* ASSIGNMENT:
Pick up at the line with "Keep to these rules. Indicate every instance of the tree trunk". Write it out exactly, along with each later line through the end of the data, and nothing more.
─── RECORD EXTRACTS
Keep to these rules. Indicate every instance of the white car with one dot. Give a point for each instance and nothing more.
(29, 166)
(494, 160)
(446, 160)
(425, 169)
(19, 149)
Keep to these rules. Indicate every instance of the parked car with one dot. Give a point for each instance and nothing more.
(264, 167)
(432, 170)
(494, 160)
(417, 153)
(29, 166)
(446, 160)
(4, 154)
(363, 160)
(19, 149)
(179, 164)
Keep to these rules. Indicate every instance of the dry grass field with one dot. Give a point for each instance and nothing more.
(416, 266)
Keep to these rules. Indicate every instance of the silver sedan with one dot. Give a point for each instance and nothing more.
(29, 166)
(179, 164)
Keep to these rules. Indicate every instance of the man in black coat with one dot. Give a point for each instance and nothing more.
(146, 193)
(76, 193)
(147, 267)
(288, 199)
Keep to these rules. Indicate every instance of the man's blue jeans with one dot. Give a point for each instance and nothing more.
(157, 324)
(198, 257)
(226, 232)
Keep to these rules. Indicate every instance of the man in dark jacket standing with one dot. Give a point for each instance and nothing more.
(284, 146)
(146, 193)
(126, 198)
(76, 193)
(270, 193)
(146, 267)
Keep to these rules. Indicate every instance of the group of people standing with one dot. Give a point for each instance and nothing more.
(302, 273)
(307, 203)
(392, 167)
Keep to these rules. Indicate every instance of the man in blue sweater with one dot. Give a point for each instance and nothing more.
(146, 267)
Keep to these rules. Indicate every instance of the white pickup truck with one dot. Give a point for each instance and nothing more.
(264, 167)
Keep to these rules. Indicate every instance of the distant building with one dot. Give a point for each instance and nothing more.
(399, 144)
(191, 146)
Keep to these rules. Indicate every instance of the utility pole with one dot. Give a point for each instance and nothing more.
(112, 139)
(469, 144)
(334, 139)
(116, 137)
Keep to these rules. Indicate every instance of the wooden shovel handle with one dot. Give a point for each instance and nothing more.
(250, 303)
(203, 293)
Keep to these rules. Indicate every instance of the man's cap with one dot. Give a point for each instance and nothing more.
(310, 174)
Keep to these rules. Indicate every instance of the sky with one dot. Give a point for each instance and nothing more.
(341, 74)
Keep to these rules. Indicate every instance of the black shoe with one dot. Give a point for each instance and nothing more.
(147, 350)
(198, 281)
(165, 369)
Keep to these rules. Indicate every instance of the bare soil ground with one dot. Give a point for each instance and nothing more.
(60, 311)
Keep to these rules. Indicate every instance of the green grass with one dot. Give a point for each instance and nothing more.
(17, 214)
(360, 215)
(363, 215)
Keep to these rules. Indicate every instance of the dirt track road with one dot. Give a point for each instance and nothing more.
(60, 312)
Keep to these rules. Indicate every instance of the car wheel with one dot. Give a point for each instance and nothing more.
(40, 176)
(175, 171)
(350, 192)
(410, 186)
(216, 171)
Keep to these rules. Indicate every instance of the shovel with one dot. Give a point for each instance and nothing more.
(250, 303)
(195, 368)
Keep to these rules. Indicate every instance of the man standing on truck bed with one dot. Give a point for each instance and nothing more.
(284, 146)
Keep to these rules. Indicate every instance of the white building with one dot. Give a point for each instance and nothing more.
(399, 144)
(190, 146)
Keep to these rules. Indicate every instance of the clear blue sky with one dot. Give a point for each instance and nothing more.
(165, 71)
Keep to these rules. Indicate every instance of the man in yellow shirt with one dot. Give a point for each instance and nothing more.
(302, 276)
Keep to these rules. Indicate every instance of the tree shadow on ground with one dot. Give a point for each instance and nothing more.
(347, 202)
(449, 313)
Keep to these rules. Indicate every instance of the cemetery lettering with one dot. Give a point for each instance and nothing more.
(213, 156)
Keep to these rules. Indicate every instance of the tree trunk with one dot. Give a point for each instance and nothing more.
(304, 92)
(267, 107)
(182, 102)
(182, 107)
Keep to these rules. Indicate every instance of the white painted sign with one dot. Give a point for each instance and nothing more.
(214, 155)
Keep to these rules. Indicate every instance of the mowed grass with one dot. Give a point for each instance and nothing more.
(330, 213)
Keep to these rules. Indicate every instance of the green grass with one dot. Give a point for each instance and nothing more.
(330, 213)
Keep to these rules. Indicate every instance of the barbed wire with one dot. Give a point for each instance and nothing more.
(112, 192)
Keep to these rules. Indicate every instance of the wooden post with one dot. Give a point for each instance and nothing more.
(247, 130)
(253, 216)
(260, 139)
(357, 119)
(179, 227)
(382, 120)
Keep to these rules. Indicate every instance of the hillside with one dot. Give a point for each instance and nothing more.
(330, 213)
──────
* SOLUTION TO THE PROBLEM:
Keep to these rules. Indicate every instance of the tree trunk with one dot. Give a point for each instance and nothing more.
(304, 92)
(267, 107)
(182, 102)
(182, 107)
Keep to these rules. Indicate every instance of the white painted sign with one dot. Give a point for each instance and nothing more.
(214, 155)
Keep to these rules. Indicate every instance of the mowed grass with one dot. Give a point for each instance and nothing more.
(330, 213)
Keep to these rules. Indicate every instance of the green grass with one dot. Give a point for each instance and nothing more.
(330, 213)
Keep to these rules. Indicate every instance of the barbed wire with one dot. Give a point for each instance and nothing more.
(112, 192)
Keep to these rules. Indicate every instance of the wooden post with one dot. Give a point for each instance and nothing more.
(247, 130)
(253, 216)
(260, 139)
(357, 119)
(179, 227)
(382, 120)
Keep to these rules. Indicate every instance of the hillside with one dot. Give a point for each instance and nothing more.
(330, 213)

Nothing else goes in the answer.